■ Document
########################################
Don't suppose you can read C++ well enough to figure out what might be going on, can you?

rsbriggs
06-29-2003, 02:46 PM
Yes - they run out of separate directories DF-CPU1 through DF-CPU8. I don't quite understand it myself, but there is really is something odd going on with multi-processors. I've verified this sequence:

1.) All clients were started by running foldit, not using dfGUI. All 8 console windows are minimized to the taskbar.

2.) I open one of the directories, and bring up the copy of dfGUI in that directory and check the configuration. It shows the correct path, and shows that the client is running.

3.) I use the dfGUI "upload" button to stop the client and upload buffered generations. When done, one of the console windows minimized to the taskbar disappears.

4.) On the same running instance of dfGUI, I go to the configuration screen, and toggle the radio buttons from visible to invisible, then back to visible - it restores some other client window.

5.) If you again press the upload button, you will end up with at least one dead client due to "hosed" files. Sometimes, if you just close dfGUI at that point, you'll end up with one of the clients dead at the end of its current generation. Sometimes this also leaves a phantom copy of foldtrajlite running, not associated with any of the minimized windows - memory usage about 27k, and consuming no CPU. If you let the running clients continue, at least one of them will die later, due to hosed up files.

Quite odd, and only happening on my 8x box, not my 4x box. I just don't run dfGUI on that box, and everything is OK. I DO run dfGUI on the 4x box, and have never had the slightest problem.

No - don't read C++ (for windows) well at all. I'm an old UNIX and 'C' guy (Solaris, AIX, OSF, Tru64, a couple years worth of Linux) that's been working with C# and .Net over the last year or so. Never did anything with classic 'C' or C++ windows programming, COM, or MFC... (By OLD, I mean that I've been working with Unix since it escaped from Bell labs in about 1975 - first used it on a PDP-11, as I recall. Been working with C since BEFORE the Kernighan, Plauger, and Ritchie book was available.)


<shameless self plug>

Anyone out there looking to hire a C# programmer (with one+ years worth of C# experience), and LOTS of UNIX/'C' experience to back it up??? Have resume, will submit. Location of job not important, will relocate as necessary....

</shameless self plug>

Digital Parasite
06-29-2003, 04:30 PM
Originally posted by rsbriggs
3.) I use the dfGUI "upload" button to stop the client and upload buffered generations. When done, one of the console windows minimized to the taskbar disappears.

4.) On the same running instance of dfGUI, I go to the configuration screen, and toggle the radio buttons from visible to invisible, then back to visible - it restores some other client window.

dfGUI wasn't designed for a multi-CPU systems so the Visible/Hidden code doesn't really work properly running multiple copies. The code I believe will hide the first dfGUI window it finds and might unhide all of them. There is no way to differentiate between all the DF client command line windows so it doesn't know which one you really want to deal with.

What you might be seeing is that if dfGUI is configured for the client to be "Hidden" when you open dfGUI, it will find the first DF Client window it can and make it hidden. Or if you had it set to "Visible" and you load dfGUI, it will probably find a DF Client window and make it visible.

Using the "Upload" button deletes the .lock file which causes the DF client itself to shutdown "gracefully", and dfGUI waits for the .lock and progress.txt to be completely deleted. It then launches the DF client with the upload only switch. After that is finished, if your Client was stopped when you clicked Upload, nothing else will happen. If your client was running, it will restart your DF Client using the configuration you have in the GUI. I don't see how that would corrupt your installation.
########################################
■ Supplied entries
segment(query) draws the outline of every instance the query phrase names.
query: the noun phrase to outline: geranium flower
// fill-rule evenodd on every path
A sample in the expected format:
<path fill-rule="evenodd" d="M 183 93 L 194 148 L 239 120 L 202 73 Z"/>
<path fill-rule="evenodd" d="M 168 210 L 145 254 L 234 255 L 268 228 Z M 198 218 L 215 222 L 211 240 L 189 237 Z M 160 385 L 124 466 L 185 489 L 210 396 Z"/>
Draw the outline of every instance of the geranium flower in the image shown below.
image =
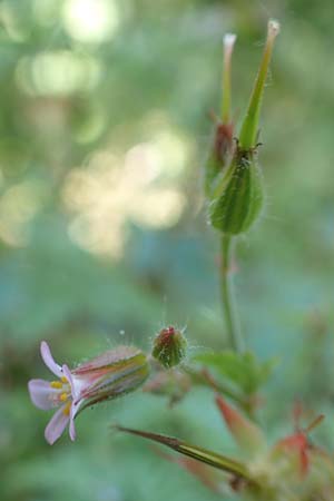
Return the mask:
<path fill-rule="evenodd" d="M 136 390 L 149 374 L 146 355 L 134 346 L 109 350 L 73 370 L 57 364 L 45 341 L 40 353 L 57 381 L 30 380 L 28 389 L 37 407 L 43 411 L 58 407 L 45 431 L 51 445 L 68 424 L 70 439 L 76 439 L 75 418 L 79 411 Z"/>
########################################
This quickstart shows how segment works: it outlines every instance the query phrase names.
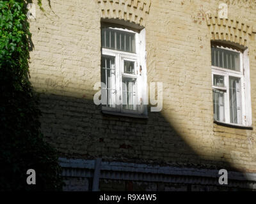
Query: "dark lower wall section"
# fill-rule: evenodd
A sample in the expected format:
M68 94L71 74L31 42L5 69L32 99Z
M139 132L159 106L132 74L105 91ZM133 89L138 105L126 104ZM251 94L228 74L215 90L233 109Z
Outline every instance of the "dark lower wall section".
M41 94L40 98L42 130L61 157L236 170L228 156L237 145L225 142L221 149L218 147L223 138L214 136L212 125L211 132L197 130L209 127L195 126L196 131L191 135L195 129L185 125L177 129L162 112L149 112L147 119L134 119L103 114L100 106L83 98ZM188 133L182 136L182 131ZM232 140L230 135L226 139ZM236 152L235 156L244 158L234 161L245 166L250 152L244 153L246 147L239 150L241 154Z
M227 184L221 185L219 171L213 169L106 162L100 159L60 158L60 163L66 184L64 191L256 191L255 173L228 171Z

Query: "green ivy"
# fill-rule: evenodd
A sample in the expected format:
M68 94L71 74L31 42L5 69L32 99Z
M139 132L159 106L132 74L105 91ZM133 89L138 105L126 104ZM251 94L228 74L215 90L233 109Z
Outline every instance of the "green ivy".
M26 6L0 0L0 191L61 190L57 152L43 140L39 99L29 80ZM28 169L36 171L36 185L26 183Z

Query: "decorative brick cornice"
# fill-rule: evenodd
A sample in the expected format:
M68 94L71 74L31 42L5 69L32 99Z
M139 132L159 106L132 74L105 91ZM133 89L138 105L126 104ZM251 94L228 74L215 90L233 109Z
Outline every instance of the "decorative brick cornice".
########################################
■ Job 1
Answer these questions about the dfGUI thread:
(a) What are the names of the directories that the clients run out of?
(b) On what computer does the poster recall first using Unix?
(c) Which file does the "Upload" button delete to make the DF client shut down?
■ Job 2
Please duplicate the passage of the dfGUI thread from "What you might" to "make it visible.".

■ Exercise solution 1
(a) DF-CPU1 through DF-CPU8
(b) A PDP-11
(c) The .lock file

■ Exercise solution 2
What you might be seeing is that if dfGUI is configured for the client to be "Hidden" when you open dfGUI, it will find the first DF Client window it can and make it hidden. Or if you had it set to "Visible" and you load dfGUI, it will probably find a DF Client window and make it visible.